### ЗАДАНИЯ ДЛЯ ВЫПОЛНЕНИЯ
1. Согласно отрывку о молочном животноводстве, в чем Николай видел будущее сельского хозяйства северной Руси?
2. Продолжите отрывок о молочном животноводстве с того места, где он заканчивается.

### ОТРЫВОК ТЕКСТА
Будучи выходцем из-под Череповца, он долго ломал голову над тем, чем может помочь родному краю. Деревенская нищета, знакомая с детства, не давала ему покоя. Николай закончил факультет естественных наук университета и на основе изучения природных и климатических условий (он служил мировым посредником у себя в уезде) пришел к твердому выводу: будущее сельского хозяйства северной Руси — в молочном животноводстве, поскольку заливные луга давали много дешевого сена. Кроме того, 210 постных дней в году создавали проблему, что делать с молоком. Ведь его нельзя было долго хранить.

### РАЗДЕЛ ДАННЫХ
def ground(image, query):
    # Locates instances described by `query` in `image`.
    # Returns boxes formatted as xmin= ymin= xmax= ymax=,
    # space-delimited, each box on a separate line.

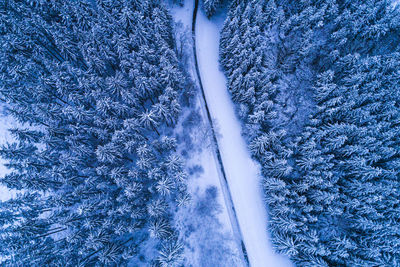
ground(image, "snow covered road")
xmin=195 ymin=2 xmax=290 ymax=267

### ОТВЕТЫ ПО ЗАДАНИЯМ
1. В молочном животноводстве.

2.
Верещагин отправился изучать молочное дело туда, где оно было поставлено по самым передовым технологиям, — в Швейцарию. Позже он постигал его в Германии и Дании. На альпийских лугах и в долинах пытливый россиянин не только овладел технологиями изготовления различных сыров, но и понял не менее важное условие — крестьянам для успешного ведения дела необходимо объединяться. Как раз в это время в Европе началось кооперативное движение, которое в России назвали артельным. Артель швейцарских фермеров нанимала сыровара, он же и продавал продукцию, а прибыль делили согласно вкладу каждого.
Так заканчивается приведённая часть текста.